** Opening Text shown block **

8.23.2011

Out of Breath and Dusty

During a recent Cardinals game, a moth lost control and crash landed in Matt Holliday’s ear, getting stuck, and forcing him to leave in the 8th inning. They got the moth out after using a flashlight and a “medical instrument,” which I imagined as a pair of 9” tweezers. My eyes water just thinking about the cold steel slowly entering the ear canal, forcing the athletic trainer to call upon his best “Operation” skills. “I’m going for the white, cheap, plastic moth bone!” he must’ve thought.

I had flashbacks. Bad ones.  The “you can’t call it ‘Nam unless you were there” kinda ones. Those Miller Moth seasons that we all dreaded and that lazy cats everywhere came alive for flashed before me. One of the worst moth seasons takes me back to when I was at Harvard. Ok, so I lived just a half a block off Harvard. Alright, Harvard Street and Pennsylvania Avenue. Doesn’t matter. My buddy Kevin and I had just moved into our brand new, 1878 farm house, complete with a root cellar to store, apparently, boxes upon boxes of homemade soap. Probably an amateur fight club, also.
 It was the summer of ’02. It was hot. Sweltering. We were surrounded by Charlie, er, moths. Everywhere we turned, they just seemed to spring up at us, and drunkenly swoon around us, trying so desperately to inject fear into the minds of the innocent, as clumsily as possible.  Avoiding conflict, we opened up the house and shoo’d them away, not wanting to spread carnage across our newly buffed and stained hardwood floors. Then we ventured bravely into the garage.

Hundreds of moths developing their own dusty, suburban outlet mall and PF Chang’s. In our garage. We retreated, severely out-manned and out-gunned by the enemy. We knew we had to launch an offensive attack in order to win back our future storage space. Two of us were going in. It was my intention that we both were coming back.

Maybe it was fear. Maybe it was that I wouldn’t allow this to happen in my literal backyard. Maybe I had enough and didn’t want to go through a “Deer Hunter” scenario, with a handful of these dirty, fluttering moths crouched around an overturned crate for a table, wearing jungle green cargo pants, smoking, and dealing a game of Russian Roulette. Maybe I just snapped. I had my weapon, and I snatched Kevin’s AR-15 fly swatter out of his hands. I told him to open the door, and in my memory, gave a fantastic final speech about pride and a made-up girlfriend that he would now have to watch over if I didn’t come back, as I gave him a crinkled-up black and white photo. I screamed a magnificent war cry, rushed in, and was engorged by the belly of the beast.

** Closing Text shown block **
** Opening Records provided block **

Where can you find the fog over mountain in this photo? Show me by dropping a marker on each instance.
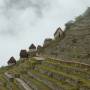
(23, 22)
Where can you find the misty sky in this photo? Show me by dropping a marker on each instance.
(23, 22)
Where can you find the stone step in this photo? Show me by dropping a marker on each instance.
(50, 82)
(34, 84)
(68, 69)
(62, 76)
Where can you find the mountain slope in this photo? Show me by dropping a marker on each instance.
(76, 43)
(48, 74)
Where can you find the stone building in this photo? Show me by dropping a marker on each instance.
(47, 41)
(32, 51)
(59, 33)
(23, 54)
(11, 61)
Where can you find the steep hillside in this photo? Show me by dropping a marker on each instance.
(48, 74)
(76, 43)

** Closing Records provided block **
** Opening Records provided block **

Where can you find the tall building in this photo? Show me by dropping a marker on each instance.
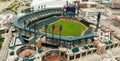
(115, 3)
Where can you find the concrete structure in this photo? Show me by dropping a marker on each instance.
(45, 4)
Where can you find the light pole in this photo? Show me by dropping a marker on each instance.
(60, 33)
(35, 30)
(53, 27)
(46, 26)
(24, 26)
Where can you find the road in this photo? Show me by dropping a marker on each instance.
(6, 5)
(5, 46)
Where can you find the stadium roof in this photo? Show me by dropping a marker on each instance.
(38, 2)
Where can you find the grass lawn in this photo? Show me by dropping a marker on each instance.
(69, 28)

** Closing Records provided block **

● Exercise goal:
Answer these about the moth story:
1. Which player had a moth stuck in his ear, and in which inning did he leave the game?
2. What was the root cellar of the farm house used to store?
3. What did the narrator snatch out of Kevin's hands?

● Solution to this problem:
1. Matt Holliday; he left in the 8th inning.
2. Boxes upon boxes of homemade soap.
3. Kevin's AR-15 fly swatter.